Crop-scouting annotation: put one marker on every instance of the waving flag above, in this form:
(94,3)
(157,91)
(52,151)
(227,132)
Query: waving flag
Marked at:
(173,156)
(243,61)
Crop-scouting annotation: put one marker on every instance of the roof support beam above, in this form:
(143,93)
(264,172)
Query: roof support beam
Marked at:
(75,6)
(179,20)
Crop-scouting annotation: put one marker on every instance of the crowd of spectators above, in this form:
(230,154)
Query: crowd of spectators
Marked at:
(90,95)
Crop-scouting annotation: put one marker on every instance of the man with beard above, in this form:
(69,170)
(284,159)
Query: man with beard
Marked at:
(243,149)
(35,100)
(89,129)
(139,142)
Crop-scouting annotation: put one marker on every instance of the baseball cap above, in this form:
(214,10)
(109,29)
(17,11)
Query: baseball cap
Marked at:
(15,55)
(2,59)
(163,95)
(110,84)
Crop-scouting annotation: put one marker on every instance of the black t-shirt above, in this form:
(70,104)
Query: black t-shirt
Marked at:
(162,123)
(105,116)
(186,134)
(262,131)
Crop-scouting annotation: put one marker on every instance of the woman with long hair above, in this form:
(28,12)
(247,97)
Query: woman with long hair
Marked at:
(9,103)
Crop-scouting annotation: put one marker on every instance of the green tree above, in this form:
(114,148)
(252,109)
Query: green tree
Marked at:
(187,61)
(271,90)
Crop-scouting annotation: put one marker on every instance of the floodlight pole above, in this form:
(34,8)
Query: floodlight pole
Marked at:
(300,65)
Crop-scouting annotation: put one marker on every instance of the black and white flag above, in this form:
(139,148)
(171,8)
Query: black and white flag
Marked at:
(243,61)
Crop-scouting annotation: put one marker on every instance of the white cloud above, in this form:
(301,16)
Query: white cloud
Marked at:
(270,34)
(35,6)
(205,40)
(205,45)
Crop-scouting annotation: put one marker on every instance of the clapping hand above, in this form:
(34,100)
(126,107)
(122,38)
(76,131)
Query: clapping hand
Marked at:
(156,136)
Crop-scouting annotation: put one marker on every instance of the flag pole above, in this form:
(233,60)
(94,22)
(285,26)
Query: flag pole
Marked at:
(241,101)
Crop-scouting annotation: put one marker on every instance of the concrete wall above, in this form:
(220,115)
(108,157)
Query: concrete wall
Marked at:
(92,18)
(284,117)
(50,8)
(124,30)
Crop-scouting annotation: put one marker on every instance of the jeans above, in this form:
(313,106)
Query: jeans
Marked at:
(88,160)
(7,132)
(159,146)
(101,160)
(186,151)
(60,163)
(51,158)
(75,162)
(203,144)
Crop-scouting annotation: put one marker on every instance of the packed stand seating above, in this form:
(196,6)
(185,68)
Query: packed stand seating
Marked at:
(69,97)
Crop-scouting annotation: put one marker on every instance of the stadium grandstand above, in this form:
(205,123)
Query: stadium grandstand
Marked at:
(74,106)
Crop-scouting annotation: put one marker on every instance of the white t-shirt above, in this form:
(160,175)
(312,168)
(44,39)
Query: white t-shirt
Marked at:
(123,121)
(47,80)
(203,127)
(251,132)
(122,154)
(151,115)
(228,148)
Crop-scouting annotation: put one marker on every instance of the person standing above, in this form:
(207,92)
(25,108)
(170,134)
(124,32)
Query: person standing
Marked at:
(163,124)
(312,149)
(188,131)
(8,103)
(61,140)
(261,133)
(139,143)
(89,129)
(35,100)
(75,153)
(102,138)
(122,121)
* * * * * * * * *
The task:
Produce an exact copy of every entry above.

Task output:
Crop-scouting annotation: put one marker on every instance of the waving flag above, in this form:
(94,3)
(157,91)
(52,151)
(227,132)
Query: waving flag
Marked at:
(173,156)
(243,61)
Crop-scouting annotation: put one marker on every instance of the roof support beam above, in this form:
(143,93)
(264,172)
Query: roof support beam
Marked at:
(75,6)
(179,20)
Crop-scouting annotation: put one marker on every instance of the crowd of spectators above, in this form:
(230,154)
Query: crowd of spectators
Marked at:
(90,95)
Crop-scouting annotation: put one marker on every instance of the man with beard above, in this form:
(69,170)
(284,159)
Query: man with beard
Marked at:
(243,149)
(35,100)
(89,129)
(139,142)
Crop-scouting annotation: put one marker on every instance of the baseball cap above, in this form:
(214,10)
(109,29)
(17,11)
Query: baseball cap
Marked at:
(15,55)
(2,59)
(163,95)
(110,84)
Crop-scouting annotation: put one marker on every instance of the black t-shirt above, in this form:
(70,104)
Query: black t-shirt
Marked at:
(162,123)
(105,116)
(186,134)
(262,131)
Crop-scouting annotation: put one marker on every instance of the woman with long hair above, in this form:
(28,12)
(247,97)
Query: woman with long hair
Marked at:
(9,103)
Crop-scouting annotation: put one marker on every instance of the green tree above, in this form:
(114,148)
(252,109)
Query: green tree
Marked at:
(187,61)
(271,90)
Crop-scouting annotation: put one marker on every instance of the floodlight pole above, in this form:
(34,8)
Query: floodlight pole
Marked at:
(300,65)
Crop-scouting annotation: put one marker on every instance of the black and white flag above, in this form:
(139,148)
(171,8)
Query: black and white flag
Marked at:
(243,61)
Crop-scouting annotation: put one marker on every instance of the white cloud above, in this form:
(301,16)
Query: white cloud
Marked at:
(270,34)
(35,6)
(205,40)
(205,45)
Crop-scouting annotation: put one marker on every instance of the clapping hand above, in this form:
(34,100)
(126,107)
(122,38)
(76,131)
Query: clapping hand
Marked at:
(156,136)
Crop-scouting annotation: put one marker on every instance of the flag pole above, in this form:
(233,60)
(94,22)
(285,26)
Query: flag pole
Marked at:
(241,101)
Crop-scouting annotation: put one marker on every instance of the concrete wall above, in this form:
(220,115)
(108,157)
Query: concrete wall
Marked at:
(92,18)
(284,117)
(50,8)
(124,30)
Crop-scouting annotation: put one marker on every instance of the jeans above, in this form:
(313,106)
Query: jeans
Marked at:
(88,160)
(7,132)
(159,146)
(101,160)
(186,151)
(60,163)
(51,158)
(75,162)
(203,144)
Crop-scouting annotation: put one marker on every instance of the packed stand seating above, in this form:
(196,6)
(185,68)
Query: packed stand seating
Marked at:
(69,97)
Crop-scouting annotation: put one marker on every instance of the stadium grandstand above, in this form:
(205,123)
Query: stadium grandstand
Marked at:
(74,106)
Crop-scouting annotation: put one marker on every instance of the white t-shirt above, in this form:
(160,175)
(312,168)
(44,39)
Query: white t-shirt
Marked at:
(123,121)
(47,80)
(203,127)
(251,132)
(122,154)
(151,115)
(228,148)
Crop-scouting annotation: put one marker on every instance of the person standing above, in this form:
(207,92)
(25,108)
(170,134)
(124,32)
Query: person standing
Marked at:
(163,124)
(312,149)
(188,131)
(8,103)
(61,140)
(261,133)
(139,143)
(89,129)
(35,100)
(75,153)
(102,138)
(122,121)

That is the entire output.